Stored data
━━━━

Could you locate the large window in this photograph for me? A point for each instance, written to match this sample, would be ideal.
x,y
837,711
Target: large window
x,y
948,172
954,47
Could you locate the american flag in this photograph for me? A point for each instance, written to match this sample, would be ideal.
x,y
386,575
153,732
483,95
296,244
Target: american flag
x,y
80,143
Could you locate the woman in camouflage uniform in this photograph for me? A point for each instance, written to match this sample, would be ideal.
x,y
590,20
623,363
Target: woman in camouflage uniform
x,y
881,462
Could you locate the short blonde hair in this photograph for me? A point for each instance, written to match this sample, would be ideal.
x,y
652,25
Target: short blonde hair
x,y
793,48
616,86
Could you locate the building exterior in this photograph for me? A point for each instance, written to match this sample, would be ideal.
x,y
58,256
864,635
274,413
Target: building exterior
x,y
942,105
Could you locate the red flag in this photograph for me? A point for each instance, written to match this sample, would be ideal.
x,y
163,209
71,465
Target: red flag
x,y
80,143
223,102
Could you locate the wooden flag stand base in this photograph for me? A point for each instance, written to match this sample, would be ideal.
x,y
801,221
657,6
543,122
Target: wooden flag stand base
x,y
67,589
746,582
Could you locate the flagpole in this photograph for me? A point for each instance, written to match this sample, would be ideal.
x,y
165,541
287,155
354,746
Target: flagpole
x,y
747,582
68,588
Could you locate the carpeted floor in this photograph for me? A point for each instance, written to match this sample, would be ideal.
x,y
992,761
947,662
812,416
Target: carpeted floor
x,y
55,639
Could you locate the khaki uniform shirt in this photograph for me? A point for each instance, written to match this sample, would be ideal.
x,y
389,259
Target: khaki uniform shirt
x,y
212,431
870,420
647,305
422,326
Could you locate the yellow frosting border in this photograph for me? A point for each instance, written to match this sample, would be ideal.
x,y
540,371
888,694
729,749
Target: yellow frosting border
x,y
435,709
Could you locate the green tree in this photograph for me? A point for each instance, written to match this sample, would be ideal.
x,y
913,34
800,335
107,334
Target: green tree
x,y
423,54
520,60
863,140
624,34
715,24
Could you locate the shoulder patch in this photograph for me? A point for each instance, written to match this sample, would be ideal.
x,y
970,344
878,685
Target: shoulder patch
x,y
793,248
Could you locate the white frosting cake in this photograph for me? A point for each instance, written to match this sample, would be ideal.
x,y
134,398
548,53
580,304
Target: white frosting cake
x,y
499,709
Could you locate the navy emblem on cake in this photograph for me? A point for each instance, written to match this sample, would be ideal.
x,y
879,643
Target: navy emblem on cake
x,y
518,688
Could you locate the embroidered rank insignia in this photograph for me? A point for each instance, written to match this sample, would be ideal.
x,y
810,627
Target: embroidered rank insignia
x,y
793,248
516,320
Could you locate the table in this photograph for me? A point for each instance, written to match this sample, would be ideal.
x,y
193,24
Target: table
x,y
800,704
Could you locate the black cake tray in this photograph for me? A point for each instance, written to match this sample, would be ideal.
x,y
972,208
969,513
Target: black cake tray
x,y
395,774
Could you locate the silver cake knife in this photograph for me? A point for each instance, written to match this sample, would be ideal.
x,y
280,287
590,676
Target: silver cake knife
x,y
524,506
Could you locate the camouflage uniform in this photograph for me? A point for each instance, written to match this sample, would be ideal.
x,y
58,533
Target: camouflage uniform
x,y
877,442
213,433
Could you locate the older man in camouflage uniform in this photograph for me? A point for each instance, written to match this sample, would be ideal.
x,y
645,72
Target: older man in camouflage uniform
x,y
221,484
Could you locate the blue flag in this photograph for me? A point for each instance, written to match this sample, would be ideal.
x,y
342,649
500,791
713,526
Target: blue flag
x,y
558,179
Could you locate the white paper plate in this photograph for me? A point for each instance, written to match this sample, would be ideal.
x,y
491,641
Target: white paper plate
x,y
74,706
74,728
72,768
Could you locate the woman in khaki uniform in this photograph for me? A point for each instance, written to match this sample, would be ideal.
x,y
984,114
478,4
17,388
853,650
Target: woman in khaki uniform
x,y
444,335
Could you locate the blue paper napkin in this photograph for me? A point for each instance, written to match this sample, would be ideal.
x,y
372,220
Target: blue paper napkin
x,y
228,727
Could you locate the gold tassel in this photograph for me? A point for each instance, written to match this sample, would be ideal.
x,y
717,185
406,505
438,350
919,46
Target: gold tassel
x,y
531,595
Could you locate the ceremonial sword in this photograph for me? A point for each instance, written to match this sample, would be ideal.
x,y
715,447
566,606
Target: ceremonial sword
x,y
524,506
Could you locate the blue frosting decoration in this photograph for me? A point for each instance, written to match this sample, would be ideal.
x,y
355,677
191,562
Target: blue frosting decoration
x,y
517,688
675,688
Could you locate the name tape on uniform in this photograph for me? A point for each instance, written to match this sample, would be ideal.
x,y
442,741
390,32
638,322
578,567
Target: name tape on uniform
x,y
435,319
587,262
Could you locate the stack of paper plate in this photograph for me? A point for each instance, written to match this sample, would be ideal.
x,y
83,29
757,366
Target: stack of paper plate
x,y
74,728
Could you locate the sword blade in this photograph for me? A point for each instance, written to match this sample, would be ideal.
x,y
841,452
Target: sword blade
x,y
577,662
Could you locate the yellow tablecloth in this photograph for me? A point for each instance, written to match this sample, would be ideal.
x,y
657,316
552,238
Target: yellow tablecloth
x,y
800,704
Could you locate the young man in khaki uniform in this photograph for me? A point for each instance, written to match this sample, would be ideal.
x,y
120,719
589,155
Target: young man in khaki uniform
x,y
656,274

━━━━

▶ [EXERCISE AIM]: Print each entry above again, exactly as it was given.

▶ [SOLUTION TO THE PROBLEM]:
Could you locate the large window in this photograph for me? A point for each instance, written to match this sample, would be ideal.
x,y
837,711
Target: large window
x,y
948,172
954,47
Could you locate the american flag in this photograph for me? A point for each instance, written to match this sample, would be ideal.
x,y
386,575
153,732
483,95
296,244
Target: american flag
x,y
80,143
Could you locate the woman in camouflage uniform in this photograph for me? A point for each instance, written to match this sample, would be ideal.
x,y
590,20
623,363
Target: woman in camouflage uniform
x,y
881,462
Could you locate the short blonde hair in this photograph for me? A point for each instance, written to match this sample, would be ideal.
x,y
652,25
Target: short blonde hair
x,y
793,48
616,86
Could you locate the building exterior in this photograph for me? A point for each instance, written to match this sample, would be ideal.
x,y
58,256
864,635
274,413
Target: building exterior
x,y
942,105
Could you locate the red flag in this photograph for me? A point for each instance, written to match this sample, would be ideal.
x,y
163,209
71,465
Target: red flag
x,y
80,143
223,102
Could you locate the wooden flag stand base in this photograph for me? A point for each instance, written to match this sample, would be ideal.
x,y
801,221
657,6
543,122
Target: wooden flag stand base
x,y
67,589
746,582
Could you locate the flagpole in this photograph for me? A point for each instance, written to match this sample, would be ideal.
x,y
165,541
287,155
354,746
Target: flagpole
x,y
747,582
68,588
Could you locate the carpeted floor in this photograph for me? A point for each instance, written to match this sample, would be ideal.
x,y
992,761
947,662
812,416
Target: carpeted floor
x,y
55,639
Could you locate the khaki uniform shirt in this photograph for me? A point for each instance, written to match this sample, would be ideal.
x,y
389,259
Target: khaki uniform shirt
x,y
212,431
870,420
647,305
422,326
Could you locate the yellow frosting border in this photograph for me? A point for each instance, written to match this sample, would be ideal.
x,y
540,371
888,694
729,749
Target: yellow frosting border
x,y
435,709
Could you locate the green tree in this photograph for me? A point for each instance, written to match this sample, would be ideal.
x,y
913,34
800,335
107,334
Target: green tree
x,y
423,54
520,60
863,140
624,34
715,24
Could you locate the shoulder patch in this photograph for me? A point for each instance, written to match this sample, would be ideal.
x,y
970,344
878,685
Target: shoulder patch
x,y
793,248
Could you locate the white frosting cake in this photograph for me? A point for each instance, written to match this sample, would be ideal.
x,y
134,398
548,53
580,304
Target: white frosting cake
x,y
499,709
Could you locate the navy emblem on cake in this photograph for me? A point for each instance, written to match this sample, would be ideal.
x,y
879,643
Target: navy emblem on cake
x,y
518,688
Could you locate the embroidered rank insignia in this photograph for me? A point for each instance, written to match this sample, would be ideal.
x,y
810,627
Target: embroidered rank insignia
x,y
793,248
516,320
Could you locate the table in this photograph for me? A point for each instance, written to match this sample, would be ideal.
x,y
193,24
Target: table
x,y
800,704
Could you locate the black cake tray in this photograph for me? A point for each instance, written to match this sample, would be ideal.
x,y
972,208
969,513
Target: black cake tray
x,y
395,774
Could you locate the silver cake knife in this photograph for me? A point for each instance, written to match this sample, would be ideal.
x,y
280,287
590,676
Target: silver cake knife
x,y
524,506
Could you locate the camouflage uniform in this photograph for me? A point for each instance, written to match this sample, would be ideal.
x,y
58,533
Target: camouflage uniform
x,y
877,442
213,433
Could you locate the older man in camouflage uniform in this photograph for me? A point for each instance, written to match this sample, would be ideal.
x,y
645,72
Target: older man in camouflage uniform
x,y
221,484
Could you locate the blue flag in this photograph for me? A point for each instance, written to match this sample, would be ideal.
x,y
342,649
500,791
713,526
Target: blue flag
x,y
558,179
Could you locate the white paper plate in this photograph for me? A point for each instance, written to match this sample, would be ideal.
x,y
491,641
Target: white paper plate
x,y
74,706
74,728
72,768
Could you locate the woman in khaki uniform in this photograph for me? A point for each instance, written to match this sample, would be ideal.
x,y
984,114
478,4
17,388
853,650
Target: woman in khaki uniform
x,y
444,335
Could you locate the blue paper napkin in this photograph for me? A point for each instance, written to match this sample, would be ideal.
x,y
372,220
Target: blue paper napkin
x,y
228,727
Could you locate the gold tassel in this photograph for me? A point for each instance, written to match this sample, would be ideal.
x,y
717,185
406,505
438,350
919,46
Target: gold tassel
x,y
531,595
Could you locate the ceremonial sword in this photograph for me? A point for each instance, written to match this sample, would be ideal.
x,y
715,447
566,606
Target: ceremonial sword
x,y
524,506
Could you locate the blue frosting decoration in this photograph for me? A point for each instance, written to match this sample, would be ideal.
x,y
355,677
191,562
Target: blue frosting decoration
x,y
517,688
675,688
Could you locate the name tape on uniform in this photograph for me? A point for each instance, written to match this sample, would be ideal.
x,y
442,741
390,32
638,322
578,567
Target: name tape on uniform
x,y
435,319
587,262
Could you locate the stack of paper plate in this photograph for me? A point for each instance, written to match this sample, would be ideal.
x,y
83,29
757,366
Target: stack of paper plate
x,y
74,728
Could you locate the sword blade in this photograph for me? A point for each instance, written to match this sample, would be ideal.
x,y
841,452
Target: sword blade
x,y
577,662
Could you locate the yellow tablecloth in this photograph for me? A point for each instance, written to match this sample, would be ideal.
x,y
657,316
552,238
Target: yellow tablecloth
x,y
800,704
Could you locate the young man in khaki uniform in this photograph for me? A point for each instance, written to match this sample, would be ideal.
x,y
120,719
589,155
Target: young man in khaki uniform
x,y
656,274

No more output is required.